### Referring expression data

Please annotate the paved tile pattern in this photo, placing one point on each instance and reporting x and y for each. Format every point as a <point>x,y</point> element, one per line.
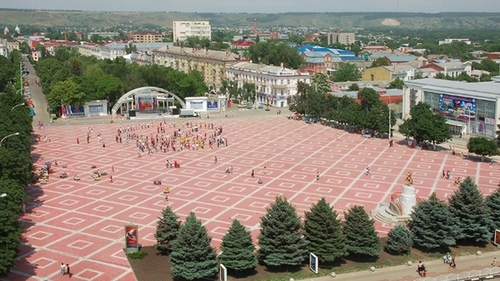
<point>81,222</point>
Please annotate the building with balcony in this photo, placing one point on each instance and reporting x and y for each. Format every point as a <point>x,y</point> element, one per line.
<point>339,37</point>
<point>147,37</point>
<point>274,84</point>
<point>211,64</point>
<point>184,29</point>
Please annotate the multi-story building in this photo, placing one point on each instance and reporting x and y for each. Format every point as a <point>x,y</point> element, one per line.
<point>211,64</point>
<point>274,84</point>
<point>147,37</point>
<point>344,38</point>
<point>184,29</point>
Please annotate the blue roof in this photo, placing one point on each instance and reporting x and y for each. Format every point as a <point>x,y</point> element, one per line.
<point>345,55</point>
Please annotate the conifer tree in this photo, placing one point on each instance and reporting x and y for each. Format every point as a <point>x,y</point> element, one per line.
<point>493,203</point>
<point>166,230</point>
<point>192,256</point>
<point>471,213</point>
<point>361,237</point>
<point>238,250</point>
<point>432,224</point>
<point>280,238</point>
<point>323,232</point>
<point>399,240</point>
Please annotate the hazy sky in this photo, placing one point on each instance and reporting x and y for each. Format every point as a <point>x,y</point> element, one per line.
<point>261,6</point>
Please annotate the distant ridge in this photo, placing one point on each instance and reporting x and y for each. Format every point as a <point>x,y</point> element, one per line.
<point>331,20</point>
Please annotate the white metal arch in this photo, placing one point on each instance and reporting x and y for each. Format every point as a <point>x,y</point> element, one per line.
<point>157,91</point>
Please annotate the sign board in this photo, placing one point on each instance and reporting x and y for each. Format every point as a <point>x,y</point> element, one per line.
<point>222,273</point>
<point>459,107</point>
<point>496,239</point>
<point>313,263</point>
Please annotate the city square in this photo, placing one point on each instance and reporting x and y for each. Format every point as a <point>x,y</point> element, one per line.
<point>82,222</point>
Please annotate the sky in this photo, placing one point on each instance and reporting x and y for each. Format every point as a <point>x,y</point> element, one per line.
<point>260,6</point>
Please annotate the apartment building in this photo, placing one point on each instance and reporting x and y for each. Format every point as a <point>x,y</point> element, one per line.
<point>338,37</point>
<point>211,64</point>
<point>184,29</point>
<point>147,37</point>
<point>274,84</point>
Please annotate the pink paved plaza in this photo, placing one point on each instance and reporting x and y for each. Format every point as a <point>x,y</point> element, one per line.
<point>82,222</point>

### WHAT THE TASK REQUIRES
Could you print the lines of the records above from the one containing "Please annotate the apartment" through the last, exactly and with no additions?

### RESPONSE TO THE TASK
Please annotate the apartment building in this photo, placing one point on each instance and reporting x and y for each. Format every point as a <point>x,y</point> element, one per line.
<point>338,37</point>
<point>211,64</point>
<point>184,29</point>
<point>147,37</point>
<point>274,84</point>
Please annotate the pink paved plaza in this photo, placing one point on each instance and reporting x and y for each. Format every point as a <point>x,y</point> element, one per line.
<point>82,222</point>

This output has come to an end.